» **Task item A**:
In the rhubarb thread, what does pink rhubarb indicate?
» **Task item B**:
Write out the part of the rhubarb thread starting at "Hi! About two" and ending at "you very much!".

» **Exercise passage**:
[Start of section]
# Rhubarb secrets and recipe, please!



## rocio (Feb 8, 2005)

Hi! About two years ago, a dear friend made me try a rhubarb pie for the first time in my life (I´m from Venezuela), and I really liked it. Now I want to make one for my husband, but I´m clueless as to how to pick rhubarb at the grocery store, cook it and make the pie. Could someone give me some tips or info where to find how to cook it?
Thank you very much!
Rocio :chef:


----------



## patlaw (Apr 26, 2005)

Choose firm, crisp stalks, avoid ones with wilted leaves, good deep red color. Pink indicates a hothouse plant which is less flavorful. My husband usually combines rhubarb with another fruit -- strawberry, cherry, most recently pineapple which was surprisingly good. I'll ask him for his basic recipe this evening, but both Carole Walter's Great Pies and Tarts and Rose Levy Beranbaum's The Pie and Pastry Bible have good recipes.


----------



## patlaw (Apr 26, 2005)

Just got my Epicurious e-mail newsletter which has a wonderful-sounding recipe for Rhubarb Lattice Pie with Cardamom and Orange. Check it out:
http://www.epicurious.com/recipes/re...231903?mbid=RF


----------



## rocio (Feb 8, 2005)

Thank you so very much!!! I´ll follow your tips and try this recipe!!!
Rocio :chef:


----------



## markv (May 16, 2003)

STRAWBERRY RHUBARB CRISP

For the filling:

1 lb roughly chopped rhubarb. (Buy a little more than a pound so after you trim the ends you are left with a full pound).
1 ½ cups sugar
½ cup water
2 tablespoons corn starch
1 lb strawberries, stem end cut and then quartered.

Mix all of the above ingredients except the strawberries, and simmer in a saucepan until it thickens, about 10-15 minutes. While the filling is cooking, make the topping:

1 cup all purpose flour
1 cup instant oatmeal
5 oz. brown sugar
½ teaspoon cinnamon
½ teaspoon nutmeg
Pinch of salt
5 oz cold butter, diced

Mix all the ingredients, except the butter, in an electric mixer. Then add the butter one piece at a time and continue to mix until a coarse meal is attained. Allow the filling to cool and then mix in the strawberries. Pour the filling into a nine-inch cake pan, top it with the crust and bake it for 20 minutes at 425 degrees. Serve it with your favorite ice cream.


----------



## kuchencake (Apr 13, 2005)

I am crazy about rhubarb! In Germany I found that they commonly paired it with mango. I have made rhubarb mango chutney, rhubarb mango preserves, rhubarb mango pie. I have also used cardamon, dried plumbs, orange/lemon zest, pineapple, ginger, and cinnamon to compliment it.(not all at the same time!) You can make some great savory sauces with rhubarb to go with pork or chicken. Saute some onions and garlic in butter, add some rhubarb, cider vinegar, sugar, fresh ginger, salt and pepper. simmer until tender then puree smooth. 
Or just eat the rhubarb fresh, peeled with a sprinkle of salt  
For pie just peel and cut to bite size pieces. Flour and sugar,seasonings toss together and put in a crust. Top with crust or meringue. When I make a meringue pie I add the yolks to the pie mixture. It makes a more creamy filling.
[End of section]
» **Data section**:
[Start of section]
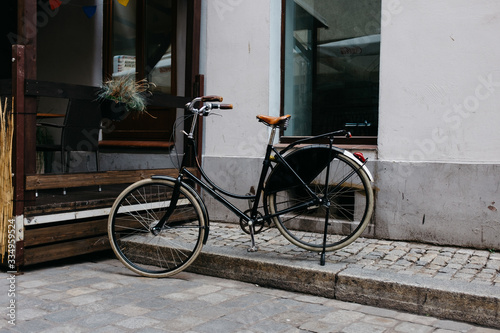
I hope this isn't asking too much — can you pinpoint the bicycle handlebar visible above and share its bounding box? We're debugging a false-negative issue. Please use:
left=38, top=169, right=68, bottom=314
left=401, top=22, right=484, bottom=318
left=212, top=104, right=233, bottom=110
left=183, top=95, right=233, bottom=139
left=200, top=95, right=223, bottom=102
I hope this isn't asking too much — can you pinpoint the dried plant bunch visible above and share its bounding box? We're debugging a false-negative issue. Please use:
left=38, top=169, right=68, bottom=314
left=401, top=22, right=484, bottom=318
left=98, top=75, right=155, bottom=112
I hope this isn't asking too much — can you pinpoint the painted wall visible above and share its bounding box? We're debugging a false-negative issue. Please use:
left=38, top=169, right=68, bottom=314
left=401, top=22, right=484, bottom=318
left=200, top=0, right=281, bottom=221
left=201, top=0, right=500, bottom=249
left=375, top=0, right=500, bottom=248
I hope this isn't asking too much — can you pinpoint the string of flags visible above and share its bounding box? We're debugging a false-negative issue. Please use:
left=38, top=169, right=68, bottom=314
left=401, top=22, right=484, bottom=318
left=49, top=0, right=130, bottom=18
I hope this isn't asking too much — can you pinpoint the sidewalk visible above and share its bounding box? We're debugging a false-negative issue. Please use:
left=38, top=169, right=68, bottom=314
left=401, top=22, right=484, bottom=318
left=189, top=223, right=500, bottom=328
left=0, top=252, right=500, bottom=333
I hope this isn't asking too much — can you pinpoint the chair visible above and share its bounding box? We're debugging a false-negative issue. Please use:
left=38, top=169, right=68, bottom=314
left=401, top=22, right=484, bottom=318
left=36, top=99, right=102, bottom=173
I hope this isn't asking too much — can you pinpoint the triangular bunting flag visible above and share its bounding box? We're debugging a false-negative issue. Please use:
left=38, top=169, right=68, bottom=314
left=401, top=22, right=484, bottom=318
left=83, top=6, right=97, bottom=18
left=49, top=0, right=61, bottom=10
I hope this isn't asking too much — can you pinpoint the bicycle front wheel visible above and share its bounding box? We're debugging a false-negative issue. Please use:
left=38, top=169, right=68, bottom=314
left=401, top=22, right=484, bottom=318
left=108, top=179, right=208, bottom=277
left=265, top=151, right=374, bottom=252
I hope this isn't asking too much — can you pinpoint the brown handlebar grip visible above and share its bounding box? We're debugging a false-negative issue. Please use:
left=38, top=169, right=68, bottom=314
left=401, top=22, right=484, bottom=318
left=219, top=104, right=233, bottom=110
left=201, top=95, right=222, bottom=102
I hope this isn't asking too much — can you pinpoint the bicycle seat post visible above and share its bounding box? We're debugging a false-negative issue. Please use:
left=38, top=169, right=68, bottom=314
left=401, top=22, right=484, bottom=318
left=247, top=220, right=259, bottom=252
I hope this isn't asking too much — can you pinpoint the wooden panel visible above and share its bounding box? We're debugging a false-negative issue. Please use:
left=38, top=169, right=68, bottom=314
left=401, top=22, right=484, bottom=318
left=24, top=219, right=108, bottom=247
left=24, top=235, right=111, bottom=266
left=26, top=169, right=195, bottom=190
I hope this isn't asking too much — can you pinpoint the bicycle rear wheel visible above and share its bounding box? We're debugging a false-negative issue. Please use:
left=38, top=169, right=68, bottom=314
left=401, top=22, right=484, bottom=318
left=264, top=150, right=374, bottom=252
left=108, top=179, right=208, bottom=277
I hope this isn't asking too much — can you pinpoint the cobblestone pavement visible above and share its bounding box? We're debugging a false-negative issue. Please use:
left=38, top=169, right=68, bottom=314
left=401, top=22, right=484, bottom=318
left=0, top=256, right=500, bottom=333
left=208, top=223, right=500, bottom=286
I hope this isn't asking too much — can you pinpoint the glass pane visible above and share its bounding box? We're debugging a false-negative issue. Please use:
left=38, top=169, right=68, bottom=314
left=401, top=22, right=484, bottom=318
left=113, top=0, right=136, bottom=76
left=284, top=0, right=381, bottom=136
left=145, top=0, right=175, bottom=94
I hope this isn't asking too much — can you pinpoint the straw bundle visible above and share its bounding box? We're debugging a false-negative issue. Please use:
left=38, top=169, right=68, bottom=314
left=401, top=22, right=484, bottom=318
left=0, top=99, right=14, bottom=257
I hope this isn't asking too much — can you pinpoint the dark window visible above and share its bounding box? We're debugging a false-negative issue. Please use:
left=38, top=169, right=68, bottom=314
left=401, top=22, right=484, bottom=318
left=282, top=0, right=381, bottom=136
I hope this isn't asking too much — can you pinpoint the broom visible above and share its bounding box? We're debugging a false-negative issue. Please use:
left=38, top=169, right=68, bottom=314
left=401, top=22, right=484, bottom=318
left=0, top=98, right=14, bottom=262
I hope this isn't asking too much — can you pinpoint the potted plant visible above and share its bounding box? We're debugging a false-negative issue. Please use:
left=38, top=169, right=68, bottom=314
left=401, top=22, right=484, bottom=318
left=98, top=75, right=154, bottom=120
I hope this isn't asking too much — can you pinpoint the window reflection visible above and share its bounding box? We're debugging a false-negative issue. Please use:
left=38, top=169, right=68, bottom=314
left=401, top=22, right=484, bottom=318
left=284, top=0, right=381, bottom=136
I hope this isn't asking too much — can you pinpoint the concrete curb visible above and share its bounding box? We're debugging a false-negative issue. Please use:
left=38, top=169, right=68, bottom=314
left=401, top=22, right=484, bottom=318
[End of section]
» **Output A**:
A hothouse plant, which is less flavorful.

» **Output B**:
Hi! About two years ago, a dear friend made me try a rhubarb pie for the first time in my life (I´m from Venezuela), and I really liked it. Now I want to make one for my husband, but I´m clueless as to how to pick rhubarb at the grocery store, cook it and make the pie. Could someone give me some tips or info where to find how to cook it?
Thank you very much!